Given entries:
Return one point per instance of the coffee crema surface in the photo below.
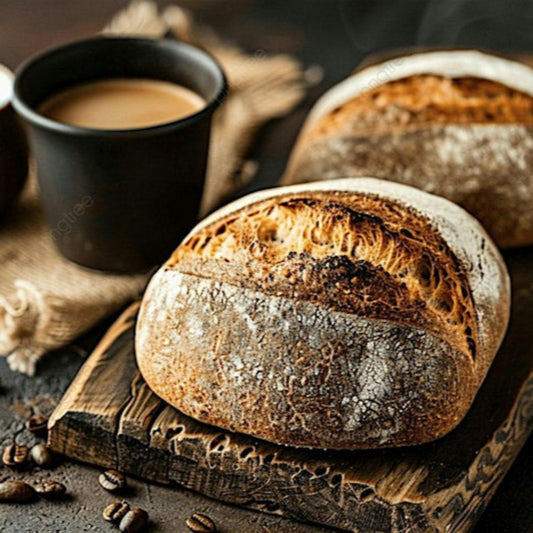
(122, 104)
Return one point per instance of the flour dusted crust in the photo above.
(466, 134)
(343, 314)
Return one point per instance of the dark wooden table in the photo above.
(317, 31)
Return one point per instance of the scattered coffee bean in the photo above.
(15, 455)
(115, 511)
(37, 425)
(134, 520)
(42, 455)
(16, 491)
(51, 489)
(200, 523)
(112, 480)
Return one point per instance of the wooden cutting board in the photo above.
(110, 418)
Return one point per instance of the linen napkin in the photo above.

---

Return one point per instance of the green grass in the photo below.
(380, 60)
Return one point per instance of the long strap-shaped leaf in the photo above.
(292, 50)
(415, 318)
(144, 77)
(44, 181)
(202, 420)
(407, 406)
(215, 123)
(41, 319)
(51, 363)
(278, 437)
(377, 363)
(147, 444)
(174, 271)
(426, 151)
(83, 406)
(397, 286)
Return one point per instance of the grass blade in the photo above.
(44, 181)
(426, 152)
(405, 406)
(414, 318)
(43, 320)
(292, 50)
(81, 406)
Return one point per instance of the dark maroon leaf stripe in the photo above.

...

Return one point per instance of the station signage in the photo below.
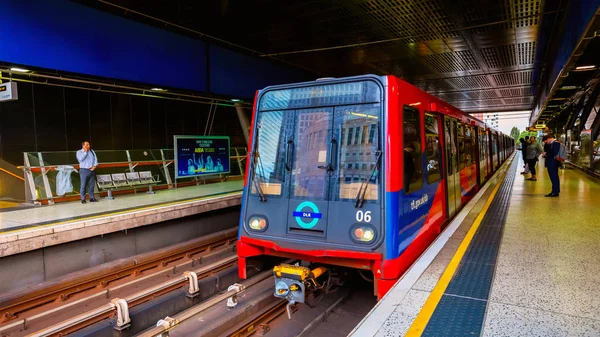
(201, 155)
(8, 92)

Problem details: Give the lines of the records from the one containing "Return one point per instance of the grass" through the one containing "Return one point per instance of the dark maroon", both ends included, as a JSON list of strings. Use one string per line and leave out blank lines.

Answer:
[
  "Return one point per instance of the grass blade in the photo above.",
  "(44, 181)",
  "(426, 152)",
  "(405, 406)",
  "(414, 318)",
  "(43, 320)",
  "(292, 50)",
  "(81, 406)",
  "Return one point per instance of the dark maroon leaf stripe in the photo above."
]